___ Supplied entries

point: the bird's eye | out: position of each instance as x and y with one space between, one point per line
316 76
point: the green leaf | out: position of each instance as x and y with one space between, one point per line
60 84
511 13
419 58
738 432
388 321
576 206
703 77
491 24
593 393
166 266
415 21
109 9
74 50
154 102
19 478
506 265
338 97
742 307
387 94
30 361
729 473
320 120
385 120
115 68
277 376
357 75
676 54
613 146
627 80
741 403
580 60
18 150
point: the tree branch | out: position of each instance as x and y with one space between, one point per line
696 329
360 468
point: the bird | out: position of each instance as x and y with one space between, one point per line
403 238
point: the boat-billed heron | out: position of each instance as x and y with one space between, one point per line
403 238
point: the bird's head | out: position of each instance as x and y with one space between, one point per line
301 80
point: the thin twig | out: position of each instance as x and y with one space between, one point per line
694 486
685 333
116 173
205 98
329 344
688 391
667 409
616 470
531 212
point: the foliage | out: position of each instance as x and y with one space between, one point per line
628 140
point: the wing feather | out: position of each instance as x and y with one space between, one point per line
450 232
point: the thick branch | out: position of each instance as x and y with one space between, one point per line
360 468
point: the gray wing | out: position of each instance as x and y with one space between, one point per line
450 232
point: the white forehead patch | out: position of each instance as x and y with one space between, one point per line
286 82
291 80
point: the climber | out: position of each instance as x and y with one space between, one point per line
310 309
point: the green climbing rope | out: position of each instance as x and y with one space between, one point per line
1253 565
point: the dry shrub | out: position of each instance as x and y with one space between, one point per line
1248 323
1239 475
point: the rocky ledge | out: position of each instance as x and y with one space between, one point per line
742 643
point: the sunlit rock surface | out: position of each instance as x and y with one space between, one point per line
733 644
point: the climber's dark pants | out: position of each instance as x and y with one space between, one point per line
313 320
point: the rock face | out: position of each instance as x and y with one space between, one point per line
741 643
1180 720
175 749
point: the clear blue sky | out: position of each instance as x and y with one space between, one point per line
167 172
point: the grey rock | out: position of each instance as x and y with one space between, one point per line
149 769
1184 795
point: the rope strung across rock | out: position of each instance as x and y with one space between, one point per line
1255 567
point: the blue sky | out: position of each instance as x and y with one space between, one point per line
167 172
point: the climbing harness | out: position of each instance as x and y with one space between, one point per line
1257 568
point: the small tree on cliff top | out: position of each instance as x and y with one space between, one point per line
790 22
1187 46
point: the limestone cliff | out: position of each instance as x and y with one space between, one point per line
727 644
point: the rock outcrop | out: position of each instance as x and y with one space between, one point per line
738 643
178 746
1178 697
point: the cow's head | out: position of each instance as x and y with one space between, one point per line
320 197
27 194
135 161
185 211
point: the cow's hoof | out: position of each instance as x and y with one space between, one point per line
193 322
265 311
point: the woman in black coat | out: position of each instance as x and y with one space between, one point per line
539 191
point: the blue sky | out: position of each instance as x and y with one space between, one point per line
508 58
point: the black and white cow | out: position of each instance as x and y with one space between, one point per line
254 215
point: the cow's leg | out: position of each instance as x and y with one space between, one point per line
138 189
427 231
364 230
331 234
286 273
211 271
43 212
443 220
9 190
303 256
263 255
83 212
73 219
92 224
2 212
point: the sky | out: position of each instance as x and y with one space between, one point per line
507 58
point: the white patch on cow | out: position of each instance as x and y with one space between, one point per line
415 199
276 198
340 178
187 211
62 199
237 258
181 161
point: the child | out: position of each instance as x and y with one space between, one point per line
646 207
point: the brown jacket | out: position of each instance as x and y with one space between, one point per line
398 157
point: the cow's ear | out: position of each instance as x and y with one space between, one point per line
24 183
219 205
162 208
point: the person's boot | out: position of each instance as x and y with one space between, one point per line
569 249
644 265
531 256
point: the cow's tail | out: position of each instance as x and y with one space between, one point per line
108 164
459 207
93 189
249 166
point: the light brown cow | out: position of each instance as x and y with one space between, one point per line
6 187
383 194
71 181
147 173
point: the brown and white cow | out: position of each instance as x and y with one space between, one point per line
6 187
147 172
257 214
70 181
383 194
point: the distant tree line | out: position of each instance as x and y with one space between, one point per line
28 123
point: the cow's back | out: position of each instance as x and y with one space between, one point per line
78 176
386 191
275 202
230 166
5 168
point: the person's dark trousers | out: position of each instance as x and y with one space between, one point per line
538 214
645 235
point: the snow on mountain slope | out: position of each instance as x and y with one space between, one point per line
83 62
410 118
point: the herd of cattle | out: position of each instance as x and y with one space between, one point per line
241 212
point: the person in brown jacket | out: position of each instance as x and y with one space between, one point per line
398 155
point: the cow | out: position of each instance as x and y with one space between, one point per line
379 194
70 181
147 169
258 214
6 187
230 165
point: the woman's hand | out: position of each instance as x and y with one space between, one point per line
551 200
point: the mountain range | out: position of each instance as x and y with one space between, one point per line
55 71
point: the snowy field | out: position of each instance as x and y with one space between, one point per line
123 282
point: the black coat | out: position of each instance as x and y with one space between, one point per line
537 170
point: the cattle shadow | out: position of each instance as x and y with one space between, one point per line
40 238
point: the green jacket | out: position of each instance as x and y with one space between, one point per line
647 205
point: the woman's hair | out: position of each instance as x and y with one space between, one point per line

______

* Task statement *
Copy out the records above without any change, starting at the line containing "point: the mountain" and continuing down to the final line of the records.

* Task result *
point: the mountain range | out: position of each instance as x and y with one space between, one point per line
55 71
point: the snowy field | out: position of each instance as x and y with one space between, one point per line
123 282
point: the black coat | out: position of each instance as x and y with one space between, one point per line
537 170
point: the cattle shadow | out: position of each instance as x and y with one space between, one point per line
40 238
point: the green jacket | out: position of each instance as x and y with one space between, one point per line
647 205
point: the woman's hair | out: position of each instance as x and y with one space between, one point per line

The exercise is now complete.